WHAT YOU NEED TO DO: Copy the rows below word for word, starting at the line containing "Where can the speckled" and ending at the line containing "Where can the woven", including both of those lines.

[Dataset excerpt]
···

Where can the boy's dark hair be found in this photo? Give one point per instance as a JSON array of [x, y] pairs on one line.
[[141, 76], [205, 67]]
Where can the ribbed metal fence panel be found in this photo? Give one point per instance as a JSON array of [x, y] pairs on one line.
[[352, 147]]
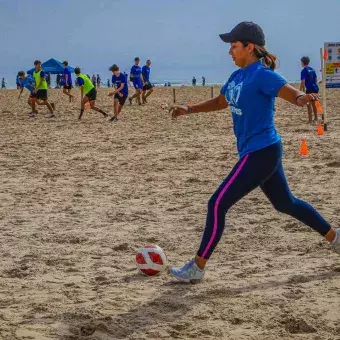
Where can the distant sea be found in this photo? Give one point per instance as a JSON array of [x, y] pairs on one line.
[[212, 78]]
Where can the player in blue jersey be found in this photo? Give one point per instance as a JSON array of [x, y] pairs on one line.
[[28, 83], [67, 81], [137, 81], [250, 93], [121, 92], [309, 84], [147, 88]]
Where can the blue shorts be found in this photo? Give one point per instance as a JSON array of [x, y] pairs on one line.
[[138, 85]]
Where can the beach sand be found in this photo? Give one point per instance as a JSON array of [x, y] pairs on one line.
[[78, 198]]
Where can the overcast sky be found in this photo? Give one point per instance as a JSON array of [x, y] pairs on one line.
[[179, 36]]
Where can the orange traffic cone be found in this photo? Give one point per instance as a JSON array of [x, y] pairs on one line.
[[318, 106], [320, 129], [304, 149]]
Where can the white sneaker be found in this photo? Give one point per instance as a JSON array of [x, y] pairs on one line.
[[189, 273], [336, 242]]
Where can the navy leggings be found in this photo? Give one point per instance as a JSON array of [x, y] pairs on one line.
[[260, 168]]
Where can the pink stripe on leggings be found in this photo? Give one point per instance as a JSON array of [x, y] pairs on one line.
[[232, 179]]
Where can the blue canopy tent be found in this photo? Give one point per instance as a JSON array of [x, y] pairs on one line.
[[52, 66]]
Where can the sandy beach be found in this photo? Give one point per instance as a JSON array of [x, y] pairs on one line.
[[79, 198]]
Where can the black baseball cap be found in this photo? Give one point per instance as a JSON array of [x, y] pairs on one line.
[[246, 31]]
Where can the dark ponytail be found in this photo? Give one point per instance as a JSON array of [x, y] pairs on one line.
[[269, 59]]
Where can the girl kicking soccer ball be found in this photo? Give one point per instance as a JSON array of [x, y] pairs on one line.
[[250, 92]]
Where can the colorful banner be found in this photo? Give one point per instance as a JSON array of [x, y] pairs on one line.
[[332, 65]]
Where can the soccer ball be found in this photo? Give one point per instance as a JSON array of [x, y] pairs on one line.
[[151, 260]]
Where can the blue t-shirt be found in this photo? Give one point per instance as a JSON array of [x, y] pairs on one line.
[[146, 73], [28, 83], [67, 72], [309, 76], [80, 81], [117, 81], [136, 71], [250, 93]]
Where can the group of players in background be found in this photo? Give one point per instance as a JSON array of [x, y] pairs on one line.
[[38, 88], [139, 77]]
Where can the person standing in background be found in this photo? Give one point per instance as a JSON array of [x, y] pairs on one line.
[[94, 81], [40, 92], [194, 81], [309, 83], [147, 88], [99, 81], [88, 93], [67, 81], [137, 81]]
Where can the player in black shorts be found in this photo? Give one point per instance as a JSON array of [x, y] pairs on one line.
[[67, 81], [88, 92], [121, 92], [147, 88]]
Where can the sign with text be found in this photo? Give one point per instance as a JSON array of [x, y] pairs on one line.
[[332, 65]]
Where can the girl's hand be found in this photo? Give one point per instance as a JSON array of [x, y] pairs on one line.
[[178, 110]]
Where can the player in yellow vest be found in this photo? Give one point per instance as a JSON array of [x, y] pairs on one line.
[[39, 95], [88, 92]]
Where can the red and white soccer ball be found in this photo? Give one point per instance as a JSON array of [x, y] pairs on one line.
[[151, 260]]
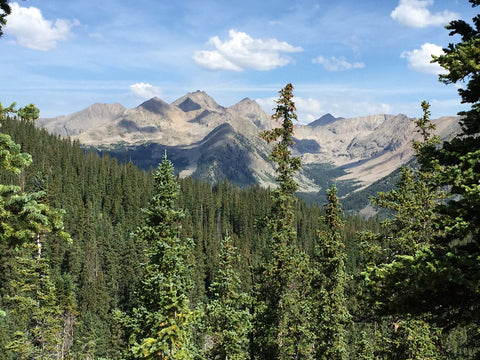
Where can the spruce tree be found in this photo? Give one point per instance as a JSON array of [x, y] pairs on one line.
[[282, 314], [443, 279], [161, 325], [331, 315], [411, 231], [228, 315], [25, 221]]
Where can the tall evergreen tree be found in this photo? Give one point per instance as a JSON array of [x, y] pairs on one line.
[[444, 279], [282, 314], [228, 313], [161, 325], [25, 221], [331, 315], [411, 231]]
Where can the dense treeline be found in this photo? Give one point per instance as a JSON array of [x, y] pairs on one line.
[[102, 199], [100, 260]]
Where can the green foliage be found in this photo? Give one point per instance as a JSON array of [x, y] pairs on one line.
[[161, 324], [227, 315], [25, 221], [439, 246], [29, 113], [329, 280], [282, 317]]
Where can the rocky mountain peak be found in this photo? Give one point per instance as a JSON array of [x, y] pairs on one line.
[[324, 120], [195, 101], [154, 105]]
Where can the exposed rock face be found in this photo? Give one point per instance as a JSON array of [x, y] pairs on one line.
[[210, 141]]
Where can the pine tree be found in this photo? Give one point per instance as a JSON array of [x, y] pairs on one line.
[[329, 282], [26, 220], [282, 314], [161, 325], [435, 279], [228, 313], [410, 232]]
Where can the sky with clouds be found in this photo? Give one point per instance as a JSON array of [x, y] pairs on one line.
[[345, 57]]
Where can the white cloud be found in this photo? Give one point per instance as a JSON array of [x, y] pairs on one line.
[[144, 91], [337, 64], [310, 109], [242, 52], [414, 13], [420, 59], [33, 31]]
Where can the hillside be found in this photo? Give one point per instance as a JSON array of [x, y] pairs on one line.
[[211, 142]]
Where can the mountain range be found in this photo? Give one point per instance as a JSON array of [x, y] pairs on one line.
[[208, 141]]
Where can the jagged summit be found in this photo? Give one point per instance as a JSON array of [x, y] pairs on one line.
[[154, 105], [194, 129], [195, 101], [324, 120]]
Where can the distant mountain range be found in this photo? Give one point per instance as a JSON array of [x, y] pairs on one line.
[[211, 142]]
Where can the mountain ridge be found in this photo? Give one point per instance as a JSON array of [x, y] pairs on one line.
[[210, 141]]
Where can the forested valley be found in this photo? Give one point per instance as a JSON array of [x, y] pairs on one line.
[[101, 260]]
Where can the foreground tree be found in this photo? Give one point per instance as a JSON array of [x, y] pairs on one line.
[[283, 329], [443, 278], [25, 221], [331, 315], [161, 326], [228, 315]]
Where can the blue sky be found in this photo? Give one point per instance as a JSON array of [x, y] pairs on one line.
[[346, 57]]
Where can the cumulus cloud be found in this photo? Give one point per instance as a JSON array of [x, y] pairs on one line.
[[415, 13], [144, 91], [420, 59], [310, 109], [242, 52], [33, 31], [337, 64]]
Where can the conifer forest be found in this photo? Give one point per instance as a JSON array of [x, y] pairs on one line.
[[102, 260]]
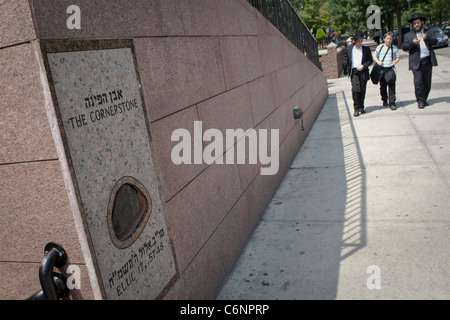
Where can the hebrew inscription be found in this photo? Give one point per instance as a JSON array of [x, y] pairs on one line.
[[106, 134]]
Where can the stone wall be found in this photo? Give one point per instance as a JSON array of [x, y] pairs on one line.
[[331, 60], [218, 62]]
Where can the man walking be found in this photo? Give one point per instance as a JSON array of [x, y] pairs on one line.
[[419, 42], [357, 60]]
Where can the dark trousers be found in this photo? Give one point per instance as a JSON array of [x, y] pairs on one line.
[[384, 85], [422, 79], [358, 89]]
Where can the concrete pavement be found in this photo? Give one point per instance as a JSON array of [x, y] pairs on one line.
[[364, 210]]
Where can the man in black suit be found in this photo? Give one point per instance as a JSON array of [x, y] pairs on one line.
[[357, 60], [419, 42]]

···

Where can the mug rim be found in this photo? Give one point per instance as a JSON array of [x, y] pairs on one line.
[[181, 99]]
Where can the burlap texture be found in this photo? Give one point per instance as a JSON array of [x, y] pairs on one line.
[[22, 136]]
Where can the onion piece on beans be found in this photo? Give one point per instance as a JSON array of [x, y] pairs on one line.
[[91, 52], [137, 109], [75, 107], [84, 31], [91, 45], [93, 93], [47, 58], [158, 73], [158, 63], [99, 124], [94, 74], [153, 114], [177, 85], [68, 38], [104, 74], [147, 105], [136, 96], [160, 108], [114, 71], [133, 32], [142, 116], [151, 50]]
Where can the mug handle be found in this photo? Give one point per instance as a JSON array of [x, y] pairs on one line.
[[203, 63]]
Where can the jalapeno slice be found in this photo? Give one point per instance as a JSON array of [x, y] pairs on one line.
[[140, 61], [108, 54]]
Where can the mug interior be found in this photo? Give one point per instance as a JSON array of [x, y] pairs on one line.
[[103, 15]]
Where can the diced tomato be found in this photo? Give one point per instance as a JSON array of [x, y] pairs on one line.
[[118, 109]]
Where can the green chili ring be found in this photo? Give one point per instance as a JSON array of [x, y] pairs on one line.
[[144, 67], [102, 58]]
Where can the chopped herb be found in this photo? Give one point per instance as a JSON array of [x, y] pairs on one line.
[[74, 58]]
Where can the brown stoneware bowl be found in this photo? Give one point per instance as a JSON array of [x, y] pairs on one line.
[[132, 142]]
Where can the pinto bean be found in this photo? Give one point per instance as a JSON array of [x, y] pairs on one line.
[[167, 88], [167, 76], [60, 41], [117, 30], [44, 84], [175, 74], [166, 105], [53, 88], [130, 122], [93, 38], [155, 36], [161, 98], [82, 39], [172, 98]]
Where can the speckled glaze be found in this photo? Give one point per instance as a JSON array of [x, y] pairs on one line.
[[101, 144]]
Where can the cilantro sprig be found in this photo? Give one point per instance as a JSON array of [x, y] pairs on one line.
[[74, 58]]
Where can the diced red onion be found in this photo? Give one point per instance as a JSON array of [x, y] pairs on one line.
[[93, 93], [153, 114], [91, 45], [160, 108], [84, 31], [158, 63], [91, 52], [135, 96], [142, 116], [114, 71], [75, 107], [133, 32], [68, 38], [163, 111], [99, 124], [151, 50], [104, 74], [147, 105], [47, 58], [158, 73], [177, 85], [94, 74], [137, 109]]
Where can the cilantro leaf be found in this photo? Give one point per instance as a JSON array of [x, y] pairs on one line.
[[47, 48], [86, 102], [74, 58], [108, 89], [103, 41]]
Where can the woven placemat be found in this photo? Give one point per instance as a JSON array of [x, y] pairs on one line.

···

TASK SOLUTION:
Where can the speckled glaze be found in this photo? Give one point per instance as a JSON array of [x, y] pairs on one line.
[[101, 144]]
Where can the cilantro sprig be found in this photo? Give one point per instance as a JSON array of [x, y] pairs on one line.
[[74, 58]]
Where can the diced red onion be found in this photo? Give one point per instance as a JSON array of [x, y] pairs on one line.
[[93, 93], [153, 114], [91, 45], [160, 108], [84, 31], [158, 63], [91, 52], [135, 96], [142, 116], [114, 71], [75, 107], [133, 32], [68, 38], [163, 111], [99, 124], [151, 50], [104, 74], [147, 105], [47, 58], [158, 73], [177, 85], [94, 74], [137, 109]]
Where can the cilantro leaf be found in this photo? Give one point per instance as a JSON array of [x, y] pairs on one line.
[[47, 48], [86, 102], [74, 58], [108, 89], [103, 41]]
Where can the woven placemat be found in this photo? Give one point per instance as a JSON array of [x, y] pairs on one line.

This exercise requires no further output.